Partnership of protection: How to join the FBI’s ‘Infragard’ program

El Paso News

Credit: FBI

EL PASO, Texas (KTSM) — Cybercrime is a threat to critical U.S. infrastructure, and the FBI is working with the members of the private sector to enhance threat intelligence.

Infragard is a partnership between the FBI and members of the private sector designed to connect owners / operators of critical infrastructure with information, networking, and emerging technologies to combat cyber security threats.

Special Agent Walter Boyle at the FBI El Paso Division says the goal is to promote ongoing dialogue that focuses on protecting critical infrastructure.

“The FBI recognizes the fact that the nation relies on its business entities, and in order to ensure the lifeblood of the country — the economic viability — it’s important that we engage with those different businesses and companies out there keeping the engine of the economy working,” says Boyle.

Infragard works by providing liaisonships across the country.

Currently, the program has 70,000 members nationally with 77 chapters, including one in El Paso.

Members of Infagard are able to have direct engagement with the FBI and other government agencies and are provided access to FBI intelligence, in addition to opportunities to collaborate and share critical infrastructure assessments.

RECORDED INFORMATION ::
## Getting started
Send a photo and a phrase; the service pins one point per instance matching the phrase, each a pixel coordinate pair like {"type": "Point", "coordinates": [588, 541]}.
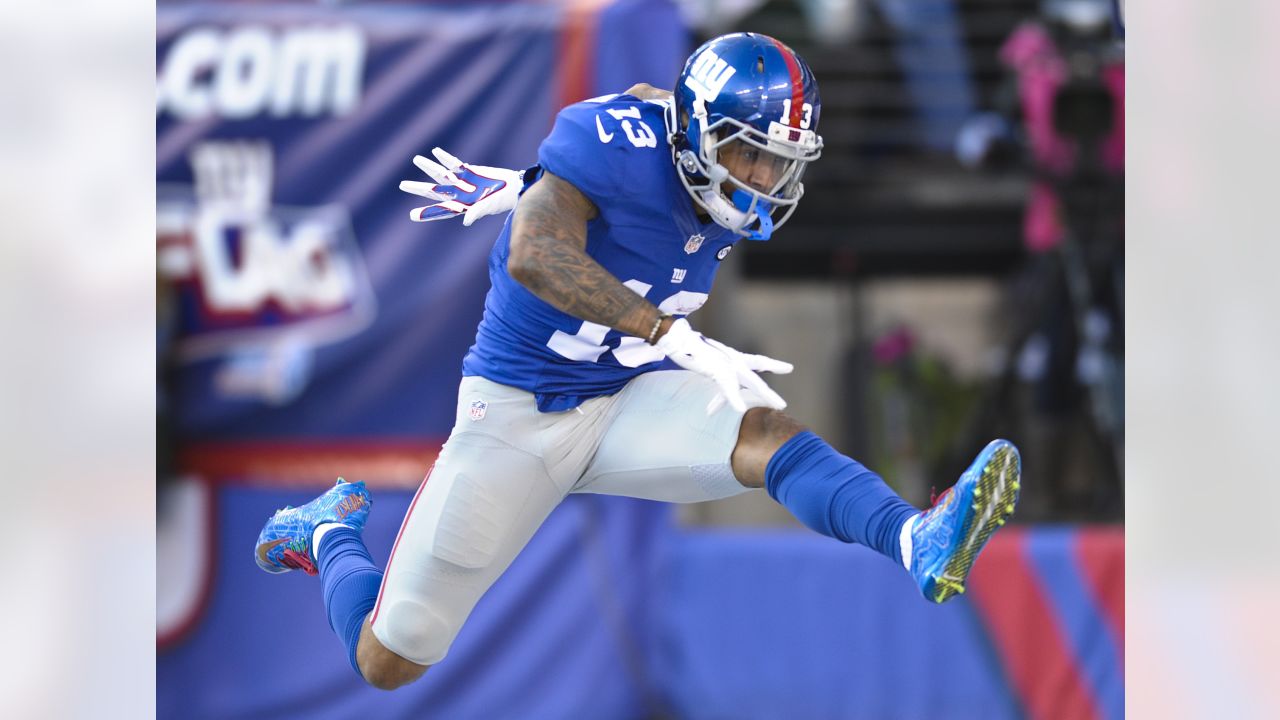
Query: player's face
{"type": "Point", "coordinates": [752, 165]}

REQUIRED ACTION 1 :: According to the Infragard article, how many chapters does the program have nationally?
REQUIRED ACTION 2 :: From the Infragard article, transcribe the passage between "Partnership of protection: How" and "cyber security threats.", inclusive.
REQUIRED ACTION 3 :: List the three things that, according to the Infragard article, the partnership connects owners and operators of critical infrastructure with.

ANSWER 1 :: 77 chapters

ANSWER 2 ::
Partnership of protection: How to join the FBI’s ‘Infragard’ program

El Paso News

Credit: FBI

EL PASO, Texas (KTSM) — Cybercrime is a threat to critical U.S. infrastructure, and the FBI is working with the members of the private sector to enhance threat intelligence.

Infragard is a partnership between the FBI and members of the private sector designed to connect owners / operators of critical infrastructure with information, networking, and emerging technologies to combat cyber security threats.

ANSWER 3 :: information, networking, emerging technologies